>> begin
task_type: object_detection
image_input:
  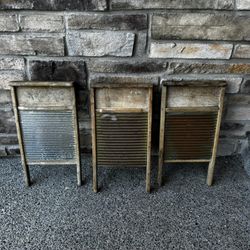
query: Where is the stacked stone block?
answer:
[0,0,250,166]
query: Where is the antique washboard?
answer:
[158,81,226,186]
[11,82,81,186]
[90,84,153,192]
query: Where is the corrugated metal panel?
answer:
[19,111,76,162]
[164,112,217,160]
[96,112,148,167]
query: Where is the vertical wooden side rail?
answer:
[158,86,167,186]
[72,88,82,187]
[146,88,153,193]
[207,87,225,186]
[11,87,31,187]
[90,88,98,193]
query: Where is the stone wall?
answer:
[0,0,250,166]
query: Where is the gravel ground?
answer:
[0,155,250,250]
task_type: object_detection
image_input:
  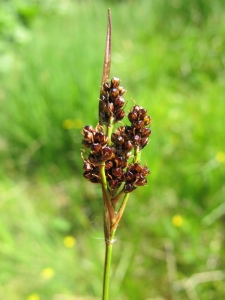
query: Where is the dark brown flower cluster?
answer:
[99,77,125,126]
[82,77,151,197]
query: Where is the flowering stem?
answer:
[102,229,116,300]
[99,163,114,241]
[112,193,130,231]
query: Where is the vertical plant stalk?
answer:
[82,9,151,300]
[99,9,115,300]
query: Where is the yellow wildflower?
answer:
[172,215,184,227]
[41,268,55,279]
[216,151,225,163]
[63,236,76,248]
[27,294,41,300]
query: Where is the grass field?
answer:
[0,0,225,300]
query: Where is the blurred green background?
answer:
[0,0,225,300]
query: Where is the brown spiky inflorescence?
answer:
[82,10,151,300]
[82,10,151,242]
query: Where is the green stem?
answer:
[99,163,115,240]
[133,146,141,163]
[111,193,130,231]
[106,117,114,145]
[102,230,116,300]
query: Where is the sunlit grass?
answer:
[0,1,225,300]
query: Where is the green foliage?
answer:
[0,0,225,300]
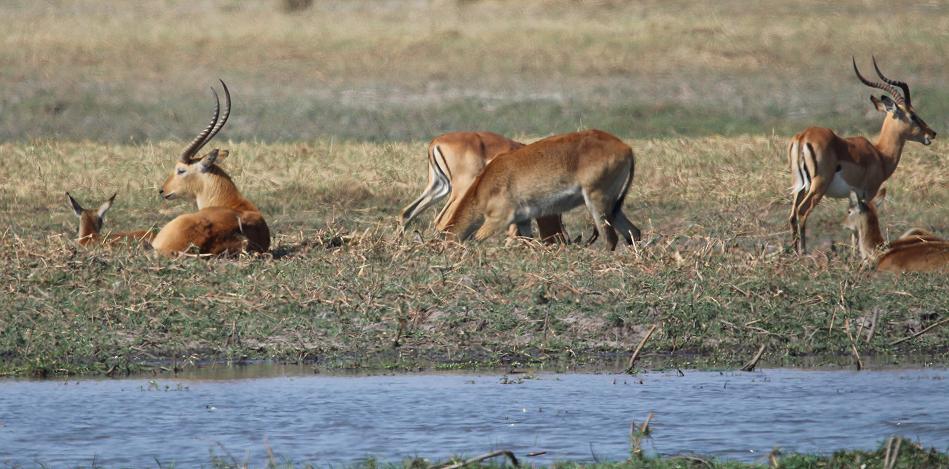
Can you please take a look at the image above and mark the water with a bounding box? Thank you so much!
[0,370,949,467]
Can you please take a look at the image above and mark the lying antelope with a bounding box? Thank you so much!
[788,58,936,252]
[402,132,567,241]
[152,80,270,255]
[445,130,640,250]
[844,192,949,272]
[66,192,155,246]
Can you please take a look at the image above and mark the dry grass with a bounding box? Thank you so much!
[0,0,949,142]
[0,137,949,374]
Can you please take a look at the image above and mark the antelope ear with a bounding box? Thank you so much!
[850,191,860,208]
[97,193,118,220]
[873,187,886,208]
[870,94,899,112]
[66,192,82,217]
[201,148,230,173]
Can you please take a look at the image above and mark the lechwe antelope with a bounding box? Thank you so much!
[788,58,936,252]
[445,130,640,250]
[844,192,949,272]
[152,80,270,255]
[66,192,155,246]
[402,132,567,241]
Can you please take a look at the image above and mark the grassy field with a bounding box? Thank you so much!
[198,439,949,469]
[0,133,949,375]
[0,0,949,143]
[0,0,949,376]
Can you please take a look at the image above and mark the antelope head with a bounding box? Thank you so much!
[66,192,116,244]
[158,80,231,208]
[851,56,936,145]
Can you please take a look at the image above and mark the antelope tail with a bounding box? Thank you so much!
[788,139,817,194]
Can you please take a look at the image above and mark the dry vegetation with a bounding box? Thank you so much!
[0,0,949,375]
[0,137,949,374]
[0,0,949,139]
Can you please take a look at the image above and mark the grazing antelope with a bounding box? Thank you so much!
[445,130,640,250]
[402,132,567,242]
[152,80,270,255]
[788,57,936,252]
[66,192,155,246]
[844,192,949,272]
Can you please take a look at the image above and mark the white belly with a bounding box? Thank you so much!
>> end
INSTRUCTIONS FOR THE TASK => Reproduce the rows from the beginning through the line containing "[90,88,98,193]", inclusive, renaming "corrugated metal panel" to "ribbed metal sheet" and leaving everything else unchanged. Omit the pictures from your answer.

CORRECT ANSWER =>
task_type: object_detection
image_input:
query: Where is the stacked stone block?
answer:
[0,0,250,166]
query: Where is the antique washboard?
answer:
[158,81,226,186]
[11,82,81,186]
[90,84,153,192]
query: Where is the ribbed metal sheet?
answer:
[19,111,76,162]
[164,112,217,160]
[96,112,148,167]
query: Where is the vertical wooden side rail?
answer:
[158,86,167,186]
[72,88,82,187]
[146,88,153,193]
[207,87,225,186]
[11,87,31,187]
[90,88,98,193]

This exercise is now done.